Source:
ACOS 6.1.1

Deploying an Arcfra Cloud Operating System cluster

Basic concepts

Before installing and deploying Arcfra Cloud Operating System (ACOS), you should first familiarize yourself with the relevant concepts. This will help you better understand the installation and deployment process, as well as the functionalities of ACOS.

SCVM

Storage Controller Virtual Machine (SCVM), is a virtual machine used to install ACOS when ACOS is deployed with VMware ESXi in a hyperconverged form. It manages physical disks on the hosts, including SSDs and HDDs, which are then centrally managed by Arcfra Block Storage (ABS). SCVMs can be organized into a distributed storage cluster over the network, providing storage services to virtual machines on VMware ESXi hosts.

Hyperconvergence

Hyperconvergence is an IT infrastructure approach that streamlines the deployment, management, and maintenance of resources by integrating compute virtualization, distributed storage, and networking.

VMware ESXi

VMware ESXi is a bare metal hypervisor and a core component of VMware vSphere. It can be installed and run on physical servers. VMware ESXi specifically refers to the virtualization platform that runs the ESXi program.

Given records:
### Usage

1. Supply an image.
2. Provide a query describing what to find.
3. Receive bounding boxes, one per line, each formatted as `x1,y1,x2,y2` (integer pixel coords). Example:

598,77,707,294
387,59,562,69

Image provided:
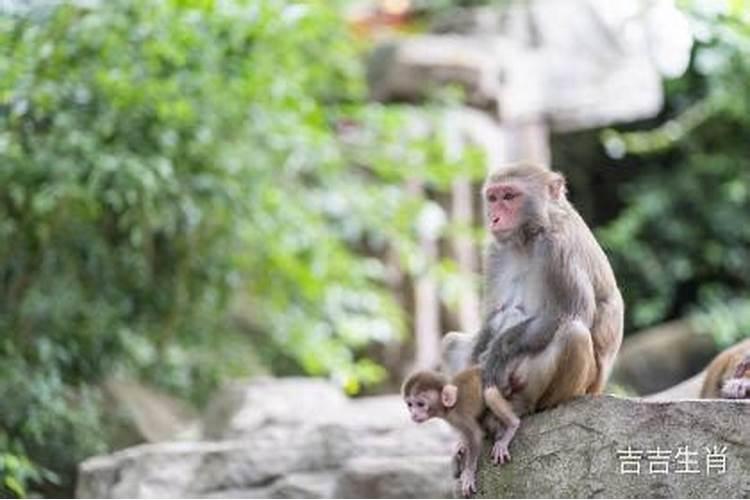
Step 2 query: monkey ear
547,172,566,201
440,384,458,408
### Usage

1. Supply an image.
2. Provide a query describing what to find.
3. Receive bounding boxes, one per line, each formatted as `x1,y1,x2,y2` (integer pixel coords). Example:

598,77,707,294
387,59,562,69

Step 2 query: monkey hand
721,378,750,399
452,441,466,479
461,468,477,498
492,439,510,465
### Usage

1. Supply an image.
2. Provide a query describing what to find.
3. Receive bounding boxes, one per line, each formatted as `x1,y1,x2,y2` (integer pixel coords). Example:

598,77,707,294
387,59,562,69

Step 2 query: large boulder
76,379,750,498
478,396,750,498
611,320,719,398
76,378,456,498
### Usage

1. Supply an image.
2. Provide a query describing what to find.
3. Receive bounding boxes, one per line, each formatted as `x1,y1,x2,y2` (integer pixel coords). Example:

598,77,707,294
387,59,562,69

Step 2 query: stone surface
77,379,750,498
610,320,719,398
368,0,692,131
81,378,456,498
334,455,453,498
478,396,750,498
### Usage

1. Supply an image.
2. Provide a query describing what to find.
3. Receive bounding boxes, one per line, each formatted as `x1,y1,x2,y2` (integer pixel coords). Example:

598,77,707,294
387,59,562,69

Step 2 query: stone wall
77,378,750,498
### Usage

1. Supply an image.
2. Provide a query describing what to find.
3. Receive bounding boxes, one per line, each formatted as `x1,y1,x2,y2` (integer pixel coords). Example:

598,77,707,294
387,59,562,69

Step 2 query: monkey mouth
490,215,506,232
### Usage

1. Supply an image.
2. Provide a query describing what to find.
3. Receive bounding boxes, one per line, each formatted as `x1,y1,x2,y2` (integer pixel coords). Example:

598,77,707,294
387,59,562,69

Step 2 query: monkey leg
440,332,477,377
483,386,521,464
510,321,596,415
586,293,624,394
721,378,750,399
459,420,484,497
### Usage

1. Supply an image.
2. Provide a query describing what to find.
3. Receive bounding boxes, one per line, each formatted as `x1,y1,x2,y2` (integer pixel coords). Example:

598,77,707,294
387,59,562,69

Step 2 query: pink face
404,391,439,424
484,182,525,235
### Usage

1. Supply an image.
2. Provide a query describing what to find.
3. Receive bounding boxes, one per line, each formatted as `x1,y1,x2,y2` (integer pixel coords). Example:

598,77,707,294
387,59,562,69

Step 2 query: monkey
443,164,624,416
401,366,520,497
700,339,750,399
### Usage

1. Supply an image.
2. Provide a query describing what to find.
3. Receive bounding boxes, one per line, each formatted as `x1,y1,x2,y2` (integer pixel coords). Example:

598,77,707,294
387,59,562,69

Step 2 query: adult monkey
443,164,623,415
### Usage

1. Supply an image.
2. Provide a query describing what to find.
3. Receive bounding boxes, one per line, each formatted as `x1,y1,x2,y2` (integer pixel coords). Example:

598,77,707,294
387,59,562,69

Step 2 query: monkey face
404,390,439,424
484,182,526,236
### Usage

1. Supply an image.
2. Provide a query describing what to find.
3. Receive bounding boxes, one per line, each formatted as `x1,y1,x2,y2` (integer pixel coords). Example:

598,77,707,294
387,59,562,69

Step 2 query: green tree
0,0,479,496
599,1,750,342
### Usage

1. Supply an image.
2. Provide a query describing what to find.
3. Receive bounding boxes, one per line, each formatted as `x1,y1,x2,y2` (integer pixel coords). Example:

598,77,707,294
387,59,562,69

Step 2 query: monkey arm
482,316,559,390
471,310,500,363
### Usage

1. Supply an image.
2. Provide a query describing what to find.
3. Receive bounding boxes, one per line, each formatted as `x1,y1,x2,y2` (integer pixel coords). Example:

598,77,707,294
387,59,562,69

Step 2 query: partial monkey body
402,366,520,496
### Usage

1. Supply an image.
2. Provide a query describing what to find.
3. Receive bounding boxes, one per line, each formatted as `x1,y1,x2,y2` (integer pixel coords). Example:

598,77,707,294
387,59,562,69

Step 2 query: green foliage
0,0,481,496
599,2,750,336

To be done: Write out, word for word, the part of the ACOS deployment text between "Before installing and" and "VMware ESXi hosts.", inclusive.

Expected answer:
Before installing and deploying Arcfra Cloud Operating System (ACOS), you should first familiarize yourself with the relevant concepts. This will help you better understand the installation and deployment process, as well as the functionalities of ACOS.

SCVM

Storage Controller Virtual Machine (SCVM), is a virtual machine used to install ACOS when ACOS is deployed with VMware ESXi in a hyperconverged form. It manages physical disks on the hosts, including SSDs and HDDs, which are then centrally managed by Arcfra Block Storage (ABS). SCVMs can be organized into a distributed storage cluster over the network, providing storage services to virtual machines on VMware ESXi hosts.